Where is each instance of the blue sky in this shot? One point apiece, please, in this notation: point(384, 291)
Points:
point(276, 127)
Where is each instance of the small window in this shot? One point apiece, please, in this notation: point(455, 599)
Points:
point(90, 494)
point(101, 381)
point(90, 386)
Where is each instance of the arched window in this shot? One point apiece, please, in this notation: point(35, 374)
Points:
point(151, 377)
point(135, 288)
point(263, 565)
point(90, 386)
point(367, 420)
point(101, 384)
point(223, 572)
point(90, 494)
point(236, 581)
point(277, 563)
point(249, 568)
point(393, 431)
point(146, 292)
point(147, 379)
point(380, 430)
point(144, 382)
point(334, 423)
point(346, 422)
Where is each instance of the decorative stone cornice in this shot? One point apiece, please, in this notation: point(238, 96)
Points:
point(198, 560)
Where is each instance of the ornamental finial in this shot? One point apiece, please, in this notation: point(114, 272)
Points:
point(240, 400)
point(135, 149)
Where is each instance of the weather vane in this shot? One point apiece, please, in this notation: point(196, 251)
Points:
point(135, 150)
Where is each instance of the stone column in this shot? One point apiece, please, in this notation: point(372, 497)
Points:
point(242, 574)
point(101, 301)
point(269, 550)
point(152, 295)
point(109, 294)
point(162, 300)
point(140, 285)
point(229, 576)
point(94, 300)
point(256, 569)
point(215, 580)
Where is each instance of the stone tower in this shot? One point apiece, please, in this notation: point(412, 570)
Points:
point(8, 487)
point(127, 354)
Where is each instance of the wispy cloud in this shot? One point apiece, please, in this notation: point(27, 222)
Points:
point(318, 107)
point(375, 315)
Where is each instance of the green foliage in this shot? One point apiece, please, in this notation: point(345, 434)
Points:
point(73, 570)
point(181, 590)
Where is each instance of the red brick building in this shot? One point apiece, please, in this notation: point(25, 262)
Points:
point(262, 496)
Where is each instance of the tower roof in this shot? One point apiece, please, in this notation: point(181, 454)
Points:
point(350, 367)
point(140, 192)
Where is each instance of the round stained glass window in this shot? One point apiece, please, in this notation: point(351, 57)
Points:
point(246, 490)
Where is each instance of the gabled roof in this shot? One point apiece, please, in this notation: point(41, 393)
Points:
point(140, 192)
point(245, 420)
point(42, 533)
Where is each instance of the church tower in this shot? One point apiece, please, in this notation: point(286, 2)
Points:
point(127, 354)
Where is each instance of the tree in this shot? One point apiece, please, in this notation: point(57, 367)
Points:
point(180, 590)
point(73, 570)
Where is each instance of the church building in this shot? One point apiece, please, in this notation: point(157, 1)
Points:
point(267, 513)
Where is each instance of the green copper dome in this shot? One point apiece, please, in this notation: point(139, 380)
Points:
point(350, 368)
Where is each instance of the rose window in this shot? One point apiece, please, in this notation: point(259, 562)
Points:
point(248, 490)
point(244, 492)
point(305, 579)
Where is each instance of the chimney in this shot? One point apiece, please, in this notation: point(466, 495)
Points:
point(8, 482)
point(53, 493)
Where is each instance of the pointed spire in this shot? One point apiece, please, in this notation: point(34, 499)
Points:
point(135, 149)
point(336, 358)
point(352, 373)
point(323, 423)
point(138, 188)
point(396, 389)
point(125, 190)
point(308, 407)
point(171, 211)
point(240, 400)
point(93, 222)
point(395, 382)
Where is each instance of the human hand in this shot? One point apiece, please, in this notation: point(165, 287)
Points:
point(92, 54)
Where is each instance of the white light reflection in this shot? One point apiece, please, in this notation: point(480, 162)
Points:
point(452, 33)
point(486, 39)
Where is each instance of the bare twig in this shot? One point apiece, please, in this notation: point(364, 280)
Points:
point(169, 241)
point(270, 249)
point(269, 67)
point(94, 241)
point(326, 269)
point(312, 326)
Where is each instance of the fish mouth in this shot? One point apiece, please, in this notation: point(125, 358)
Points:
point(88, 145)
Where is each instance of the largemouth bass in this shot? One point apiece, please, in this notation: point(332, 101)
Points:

_____

**SHORT PROBLEM:** Reproduce only the lines of the listing from the line with "Where is each instance of the stone tower" to the line with "point(262, 496)", replacing "shot" with "image" and leaving everything else unchanged.

**SOLVED EXERCISE:**
Where is each instance of the stone tower in this image? One point apiece, please, in this notation: point(412, 570)
Points:
point(8, 487)
point(127, 354)
Where is each instance of the wispy cloud in this image? One point apiece, please, in this notation: point(27, 222)
Points:
point(318, 107)
point(375, 315)
Where is each instance of the green foliage in this image? One point apiece, please, in this notation: point(345, 434)
Points:
point(73, 570)
point(181, 590)
Where is each instance of the red brick building in this image? One point apiece, please, in this notation: point(25, 262)
Points:
point(262, 496)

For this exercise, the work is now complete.